[Instructions for the task]
Change each "sample" in the following lines to "example" and write the lines out again with nothing else altered.

[Data supplied]
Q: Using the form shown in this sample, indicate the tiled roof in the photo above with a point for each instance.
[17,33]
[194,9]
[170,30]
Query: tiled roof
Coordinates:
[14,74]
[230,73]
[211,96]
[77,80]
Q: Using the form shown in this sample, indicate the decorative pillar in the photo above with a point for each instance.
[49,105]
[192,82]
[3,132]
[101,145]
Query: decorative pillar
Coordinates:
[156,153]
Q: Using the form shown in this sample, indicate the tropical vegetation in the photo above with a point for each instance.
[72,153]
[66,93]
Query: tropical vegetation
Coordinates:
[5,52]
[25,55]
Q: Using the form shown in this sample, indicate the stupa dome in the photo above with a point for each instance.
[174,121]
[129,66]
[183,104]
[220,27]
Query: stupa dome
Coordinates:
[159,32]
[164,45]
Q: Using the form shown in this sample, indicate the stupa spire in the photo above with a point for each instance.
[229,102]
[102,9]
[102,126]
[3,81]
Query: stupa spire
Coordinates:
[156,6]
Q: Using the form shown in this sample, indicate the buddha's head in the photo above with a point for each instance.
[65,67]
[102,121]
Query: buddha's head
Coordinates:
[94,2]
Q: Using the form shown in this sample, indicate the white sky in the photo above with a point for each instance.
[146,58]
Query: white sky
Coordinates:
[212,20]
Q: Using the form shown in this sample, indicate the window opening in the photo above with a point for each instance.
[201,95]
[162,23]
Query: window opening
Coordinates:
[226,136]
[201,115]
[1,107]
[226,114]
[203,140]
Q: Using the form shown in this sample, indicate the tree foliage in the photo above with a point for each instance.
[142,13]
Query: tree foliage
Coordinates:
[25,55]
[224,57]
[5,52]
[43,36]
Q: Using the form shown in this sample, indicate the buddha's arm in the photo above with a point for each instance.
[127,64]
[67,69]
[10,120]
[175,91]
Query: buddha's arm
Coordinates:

[Task solution]
Q: Using the form shown in this example, indicate the tiled roof in the photo above with a point for each instance.
[17,33]
[194,9]
[170,30]
Query: tiled roof
Coordinates:
[14,74]
[230,73]
[211,96]
[77,80]
Q: Using the form shown in this example, indicate the decorative pillar in the photo above with a point for each instance.
[49,105]
[192,82]
[3,132]
[101,145]
Query: decorative pillar
Coordinates:
[156,153]
Q: Using the form shown in this example, indicate the tropical vegetation in the photo above with a point for each instance.
[72,153]
[66,93]
Query: tropical vegetation
Coordinates:
[5,52]
[25,55]
Q: Using the form shown in this example, indicate the stupa dome in the photo above with a point for each instance.
[174,121]
[129,66]
[183,104]
[220,27]
Query: stupa dome
Coordinates:
[159,32]
[164,45]
Q: Using the form shown in this example, indicate the stupa spire in the photo above with a point for each instance.
[229,102]
[102,9]
[102,126]
[3,81]
Query: stupa spire
Coordinates:
[156,6]
Q: Using the form shown in this example, indicate the buddha's head in the photo above with a point for each instance.
[65,67]
[102,121]
Query: buddha's head
Coordinates:
[94,2]
Q: Using the form shown in this example, indicate the white sky in the photo above with a point for each instance.
[146,58]
Query: white sky
Coordinates:
[212,20]
Q: Using the form shown in this example, indicate the window opening in the photo above with a point for each instance.
[201,95]
[162,23]
Query: window opening
Coordinates:
[226,136]
[201,115]
[1,107]
[226,114]
[203,140]
Q: Using the form shown in this example, indicate the tree foliage in the photo above with a point for each instance.
[142,13]
Query: tree foliage
Coordinates:
[25,55]
[224,57]
[5,52]
[43,36]
Q: Using the form shown in this example, indicate the buddha's arm in the photo above with a point for each instance.
[127,64]
[67,69]
[10,120]
[175,91]
Query: buddha's arm
Coordinates:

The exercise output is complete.